_The task_
Give back exactly the lines running from the line with "Where can the chair armrest" to the end of the entries, and only those lines.

_Entries provided_
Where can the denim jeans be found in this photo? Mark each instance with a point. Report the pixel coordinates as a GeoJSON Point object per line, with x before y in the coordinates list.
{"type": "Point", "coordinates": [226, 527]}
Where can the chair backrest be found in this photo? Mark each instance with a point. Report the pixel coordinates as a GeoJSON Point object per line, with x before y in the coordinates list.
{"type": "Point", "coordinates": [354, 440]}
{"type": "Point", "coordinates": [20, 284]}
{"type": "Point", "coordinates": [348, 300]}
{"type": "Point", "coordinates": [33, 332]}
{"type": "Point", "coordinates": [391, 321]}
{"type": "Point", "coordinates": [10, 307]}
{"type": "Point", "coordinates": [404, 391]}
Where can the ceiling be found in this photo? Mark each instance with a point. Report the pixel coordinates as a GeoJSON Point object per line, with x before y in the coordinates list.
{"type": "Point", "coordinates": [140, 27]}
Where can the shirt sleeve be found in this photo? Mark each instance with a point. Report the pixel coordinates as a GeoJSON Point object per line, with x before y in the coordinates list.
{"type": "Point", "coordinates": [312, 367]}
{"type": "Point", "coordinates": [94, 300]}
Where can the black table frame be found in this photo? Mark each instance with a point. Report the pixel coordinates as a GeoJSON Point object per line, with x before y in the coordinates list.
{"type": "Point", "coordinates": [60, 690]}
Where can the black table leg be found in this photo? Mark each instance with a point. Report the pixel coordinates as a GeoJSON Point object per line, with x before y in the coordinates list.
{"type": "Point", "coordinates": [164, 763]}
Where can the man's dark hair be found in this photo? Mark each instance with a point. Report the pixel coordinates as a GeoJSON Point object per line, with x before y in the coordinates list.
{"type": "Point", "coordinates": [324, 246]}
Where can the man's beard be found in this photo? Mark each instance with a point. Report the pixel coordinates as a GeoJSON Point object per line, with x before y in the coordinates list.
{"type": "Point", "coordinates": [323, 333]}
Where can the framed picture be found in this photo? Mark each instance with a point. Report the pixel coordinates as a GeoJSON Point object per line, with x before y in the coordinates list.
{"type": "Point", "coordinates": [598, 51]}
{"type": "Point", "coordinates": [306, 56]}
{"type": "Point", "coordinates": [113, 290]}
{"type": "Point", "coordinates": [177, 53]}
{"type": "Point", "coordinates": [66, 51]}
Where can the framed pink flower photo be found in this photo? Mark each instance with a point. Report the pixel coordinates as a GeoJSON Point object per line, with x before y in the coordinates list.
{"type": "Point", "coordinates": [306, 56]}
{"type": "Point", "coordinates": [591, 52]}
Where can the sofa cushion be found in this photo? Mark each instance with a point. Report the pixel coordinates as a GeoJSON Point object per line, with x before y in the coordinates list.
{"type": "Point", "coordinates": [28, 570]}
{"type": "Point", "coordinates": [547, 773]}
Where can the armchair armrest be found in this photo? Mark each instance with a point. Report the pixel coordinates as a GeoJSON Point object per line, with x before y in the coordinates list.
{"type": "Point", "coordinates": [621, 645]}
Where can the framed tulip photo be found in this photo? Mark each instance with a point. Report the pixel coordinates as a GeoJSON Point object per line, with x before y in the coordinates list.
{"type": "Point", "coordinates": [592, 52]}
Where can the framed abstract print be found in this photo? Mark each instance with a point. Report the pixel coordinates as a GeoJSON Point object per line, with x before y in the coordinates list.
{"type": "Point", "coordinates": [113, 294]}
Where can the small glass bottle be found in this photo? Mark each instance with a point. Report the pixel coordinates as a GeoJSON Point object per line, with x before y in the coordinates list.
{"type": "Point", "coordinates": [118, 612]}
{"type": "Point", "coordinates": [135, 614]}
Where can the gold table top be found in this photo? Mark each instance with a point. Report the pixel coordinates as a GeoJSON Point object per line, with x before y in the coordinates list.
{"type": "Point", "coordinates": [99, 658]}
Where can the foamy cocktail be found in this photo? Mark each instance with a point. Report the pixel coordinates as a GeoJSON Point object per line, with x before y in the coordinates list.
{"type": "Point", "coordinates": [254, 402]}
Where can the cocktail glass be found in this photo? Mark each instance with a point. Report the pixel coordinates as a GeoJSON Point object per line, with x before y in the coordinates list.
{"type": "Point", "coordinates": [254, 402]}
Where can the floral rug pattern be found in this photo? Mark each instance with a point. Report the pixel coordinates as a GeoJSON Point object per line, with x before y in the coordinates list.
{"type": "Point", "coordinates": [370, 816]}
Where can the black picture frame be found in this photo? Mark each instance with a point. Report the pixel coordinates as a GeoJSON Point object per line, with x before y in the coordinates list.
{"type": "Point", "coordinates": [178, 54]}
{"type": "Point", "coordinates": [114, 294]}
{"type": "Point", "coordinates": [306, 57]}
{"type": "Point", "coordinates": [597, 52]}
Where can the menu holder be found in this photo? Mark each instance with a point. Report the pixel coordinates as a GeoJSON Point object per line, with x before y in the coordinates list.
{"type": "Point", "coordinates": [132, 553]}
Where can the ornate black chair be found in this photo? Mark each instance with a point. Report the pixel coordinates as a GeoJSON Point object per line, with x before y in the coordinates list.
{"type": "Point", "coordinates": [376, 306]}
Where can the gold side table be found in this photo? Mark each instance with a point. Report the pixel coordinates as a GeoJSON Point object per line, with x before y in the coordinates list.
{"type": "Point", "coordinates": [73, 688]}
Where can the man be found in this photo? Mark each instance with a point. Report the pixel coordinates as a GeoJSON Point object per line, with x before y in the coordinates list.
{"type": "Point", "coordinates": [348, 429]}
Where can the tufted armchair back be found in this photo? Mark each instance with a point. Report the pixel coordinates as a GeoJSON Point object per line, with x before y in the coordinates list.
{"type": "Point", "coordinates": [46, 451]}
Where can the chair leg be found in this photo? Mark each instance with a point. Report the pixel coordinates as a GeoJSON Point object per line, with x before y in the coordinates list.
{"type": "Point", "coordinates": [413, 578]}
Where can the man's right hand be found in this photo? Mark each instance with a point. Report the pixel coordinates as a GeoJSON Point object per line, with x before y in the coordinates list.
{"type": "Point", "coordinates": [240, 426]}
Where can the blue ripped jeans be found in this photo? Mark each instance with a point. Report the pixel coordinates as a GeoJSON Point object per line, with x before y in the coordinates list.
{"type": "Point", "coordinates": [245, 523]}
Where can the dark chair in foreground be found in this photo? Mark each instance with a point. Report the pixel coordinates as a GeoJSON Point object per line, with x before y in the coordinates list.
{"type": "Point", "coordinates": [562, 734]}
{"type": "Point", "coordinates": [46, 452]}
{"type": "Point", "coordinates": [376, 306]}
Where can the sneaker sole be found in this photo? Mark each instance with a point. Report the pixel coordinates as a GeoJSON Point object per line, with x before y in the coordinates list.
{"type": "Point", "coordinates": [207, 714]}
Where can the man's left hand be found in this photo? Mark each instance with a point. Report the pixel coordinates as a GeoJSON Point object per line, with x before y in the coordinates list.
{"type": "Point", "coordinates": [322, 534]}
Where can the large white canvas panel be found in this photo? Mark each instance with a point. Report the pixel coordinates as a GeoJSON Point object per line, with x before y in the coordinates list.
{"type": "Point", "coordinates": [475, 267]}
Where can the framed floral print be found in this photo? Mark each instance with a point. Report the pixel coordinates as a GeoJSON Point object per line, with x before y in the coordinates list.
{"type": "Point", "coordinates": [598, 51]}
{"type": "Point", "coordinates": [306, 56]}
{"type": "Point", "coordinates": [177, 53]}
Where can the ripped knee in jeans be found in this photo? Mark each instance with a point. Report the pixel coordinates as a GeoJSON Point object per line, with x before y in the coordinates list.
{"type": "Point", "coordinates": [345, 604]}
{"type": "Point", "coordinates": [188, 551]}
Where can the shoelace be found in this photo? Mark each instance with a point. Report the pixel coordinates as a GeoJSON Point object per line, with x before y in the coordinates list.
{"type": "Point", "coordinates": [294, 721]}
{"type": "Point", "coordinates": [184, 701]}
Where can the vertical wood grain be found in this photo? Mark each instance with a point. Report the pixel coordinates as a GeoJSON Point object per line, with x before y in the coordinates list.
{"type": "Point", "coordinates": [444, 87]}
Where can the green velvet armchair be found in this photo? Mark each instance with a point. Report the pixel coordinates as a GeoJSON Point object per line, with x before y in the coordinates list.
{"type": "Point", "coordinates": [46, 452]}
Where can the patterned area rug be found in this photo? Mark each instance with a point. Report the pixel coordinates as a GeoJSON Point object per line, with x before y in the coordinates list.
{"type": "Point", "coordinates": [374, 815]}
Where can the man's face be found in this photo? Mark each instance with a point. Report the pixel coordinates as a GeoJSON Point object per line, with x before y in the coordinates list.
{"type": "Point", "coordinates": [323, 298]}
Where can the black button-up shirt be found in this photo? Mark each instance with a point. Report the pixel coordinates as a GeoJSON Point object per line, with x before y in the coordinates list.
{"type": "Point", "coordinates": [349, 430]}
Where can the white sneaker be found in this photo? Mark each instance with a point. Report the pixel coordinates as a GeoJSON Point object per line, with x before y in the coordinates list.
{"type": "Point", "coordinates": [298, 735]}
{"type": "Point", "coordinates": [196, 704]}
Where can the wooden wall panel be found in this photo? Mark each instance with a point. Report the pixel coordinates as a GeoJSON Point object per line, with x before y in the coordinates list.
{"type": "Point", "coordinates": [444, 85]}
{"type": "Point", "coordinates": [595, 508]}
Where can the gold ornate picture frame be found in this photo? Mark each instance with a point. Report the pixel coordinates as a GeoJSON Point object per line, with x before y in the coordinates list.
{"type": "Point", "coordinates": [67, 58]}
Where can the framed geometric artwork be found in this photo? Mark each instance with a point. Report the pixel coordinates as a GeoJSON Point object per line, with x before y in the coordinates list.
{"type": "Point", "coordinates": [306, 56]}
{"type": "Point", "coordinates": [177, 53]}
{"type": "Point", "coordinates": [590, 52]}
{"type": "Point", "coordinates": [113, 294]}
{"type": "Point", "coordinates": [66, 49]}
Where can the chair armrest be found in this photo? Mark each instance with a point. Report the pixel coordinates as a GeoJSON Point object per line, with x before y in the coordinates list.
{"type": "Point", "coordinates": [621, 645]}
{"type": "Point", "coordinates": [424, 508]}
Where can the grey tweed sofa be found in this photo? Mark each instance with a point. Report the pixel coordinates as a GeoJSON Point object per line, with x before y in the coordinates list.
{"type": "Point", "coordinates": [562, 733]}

_Written solution_
Where can the chair armrest be found in this photo? Mark each instance with a point. Report the pixel coordinates as a GeoJSON Point object per line, with x before y in the coordinates list.
{"type": "Point", "coordinates": [621, 645]}
{"type": "Point", "coordinates": [424, 508]}
Where can the grey tweed sofa be found in this photo? Mark each instance with a point. Report the pixel coordinates as a GeoJSON Point object per line, with x before y in the coordinates list.
{"type": "Point", "coordinates": [562, 733]}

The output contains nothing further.